Given problem:
Format everything in the data from the line containing "Where can you spot the mirror door?" down through the line containing "[[666, 205], [186, 224]]" as a Markdown table with the columns Row and Line. Number each row and leave out any blank lines.

Excerpts from a pointing dataset:
____
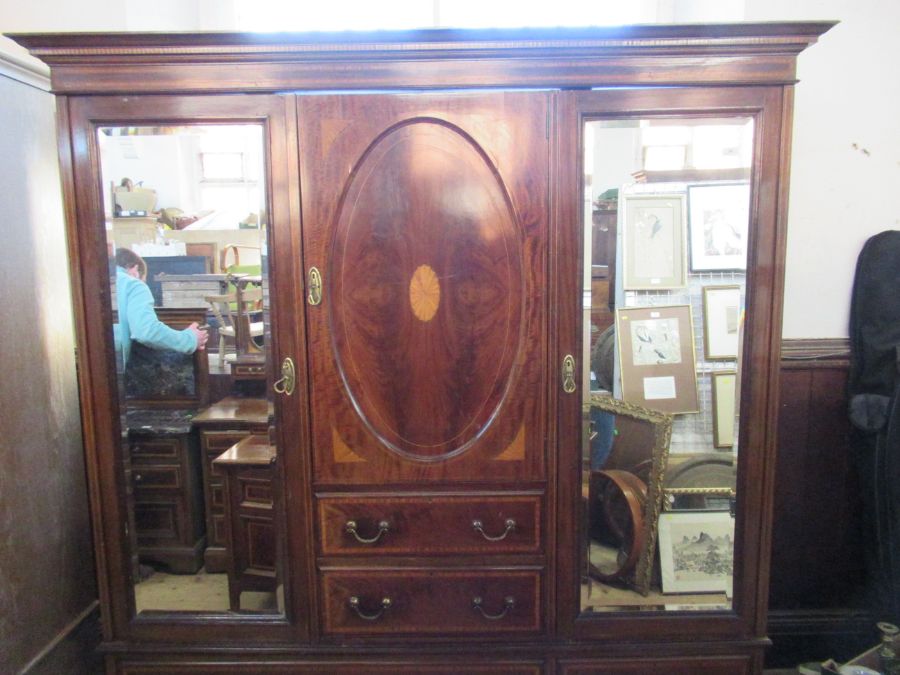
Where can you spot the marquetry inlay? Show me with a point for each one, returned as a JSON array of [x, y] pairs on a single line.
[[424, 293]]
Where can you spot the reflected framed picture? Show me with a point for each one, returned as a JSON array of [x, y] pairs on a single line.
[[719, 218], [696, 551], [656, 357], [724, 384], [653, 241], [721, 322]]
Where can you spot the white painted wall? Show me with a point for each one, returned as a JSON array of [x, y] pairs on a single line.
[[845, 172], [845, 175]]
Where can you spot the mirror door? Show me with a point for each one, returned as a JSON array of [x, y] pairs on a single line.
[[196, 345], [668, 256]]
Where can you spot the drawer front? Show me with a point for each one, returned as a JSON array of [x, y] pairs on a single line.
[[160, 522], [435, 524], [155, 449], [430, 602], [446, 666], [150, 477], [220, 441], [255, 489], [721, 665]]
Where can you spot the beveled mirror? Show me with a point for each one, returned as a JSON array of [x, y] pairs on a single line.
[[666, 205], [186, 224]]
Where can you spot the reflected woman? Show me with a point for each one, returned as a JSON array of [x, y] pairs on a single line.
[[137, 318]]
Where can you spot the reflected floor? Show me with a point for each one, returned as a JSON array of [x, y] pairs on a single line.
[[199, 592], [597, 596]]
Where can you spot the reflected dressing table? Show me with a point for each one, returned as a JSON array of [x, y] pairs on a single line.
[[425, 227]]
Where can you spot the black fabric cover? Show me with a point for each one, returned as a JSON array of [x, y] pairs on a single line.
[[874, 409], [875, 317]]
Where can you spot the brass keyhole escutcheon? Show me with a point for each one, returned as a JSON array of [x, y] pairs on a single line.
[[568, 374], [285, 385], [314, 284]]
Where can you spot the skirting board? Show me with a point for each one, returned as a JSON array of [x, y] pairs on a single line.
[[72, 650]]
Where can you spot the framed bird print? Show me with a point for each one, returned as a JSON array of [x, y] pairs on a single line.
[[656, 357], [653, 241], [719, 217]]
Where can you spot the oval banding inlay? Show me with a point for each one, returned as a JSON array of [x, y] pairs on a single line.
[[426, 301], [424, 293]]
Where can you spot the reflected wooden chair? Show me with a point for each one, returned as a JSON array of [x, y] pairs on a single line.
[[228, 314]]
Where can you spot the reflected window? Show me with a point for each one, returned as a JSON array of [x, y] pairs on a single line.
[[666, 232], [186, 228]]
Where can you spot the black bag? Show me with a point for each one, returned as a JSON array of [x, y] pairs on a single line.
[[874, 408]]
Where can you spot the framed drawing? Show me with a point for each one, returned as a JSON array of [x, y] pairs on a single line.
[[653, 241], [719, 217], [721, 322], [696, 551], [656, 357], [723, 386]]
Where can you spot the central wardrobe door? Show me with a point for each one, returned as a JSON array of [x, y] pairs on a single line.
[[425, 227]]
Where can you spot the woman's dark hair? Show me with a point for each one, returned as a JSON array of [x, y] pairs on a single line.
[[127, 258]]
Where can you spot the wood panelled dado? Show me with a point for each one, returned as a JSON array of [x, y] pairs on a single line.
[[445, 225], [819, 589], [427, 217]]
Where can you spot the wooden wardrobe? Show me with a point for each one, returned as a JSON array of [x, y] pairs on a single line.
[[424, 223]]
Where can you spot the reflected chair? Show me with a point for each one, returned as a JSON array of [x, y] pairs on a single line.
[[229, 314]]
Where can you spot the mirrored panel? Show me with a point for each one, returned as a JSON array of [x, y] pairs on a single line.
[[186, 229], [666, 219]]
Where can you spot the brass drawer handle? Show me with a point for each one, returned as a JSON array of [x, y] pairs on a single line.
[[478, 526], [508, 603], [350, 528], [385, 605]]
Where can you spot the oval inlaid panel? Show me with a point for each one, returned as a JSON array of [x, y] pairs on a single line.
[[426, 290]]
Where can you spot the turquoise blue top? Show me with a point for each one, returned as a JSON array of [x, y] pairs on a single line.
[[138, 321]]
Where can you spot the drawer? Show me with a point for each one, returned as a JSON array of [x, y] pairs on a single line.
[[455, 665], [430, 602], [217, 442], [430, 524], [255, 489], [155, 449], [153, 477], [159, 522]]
____
Answer to the task:
| Row | Line |
|---|---|
| 1 | Where can you spot the mirror door? Show me with a point for each one, returned as a JSON array of [x, y] pairs on a single line. |
| 2 | [[196, 345], [668, 256]] |
| 3 | Where can you spot the drawer front? Show me with a point for each one, returned as a JSON array of [x, y] pairs on a single line. |
| 4 | [[160, 522], [435, 524], [155, 449], [430, 602], [446, 666], [150, 477], [220, 441], [255, 489], [721, 665]] |
| 5 | Where can you spot the beveled mirror? Show me with a point for each one, returned as a JSON array of [x, y] pairs on a single line. |
| 6 | [[666, 205], [186, 224]] |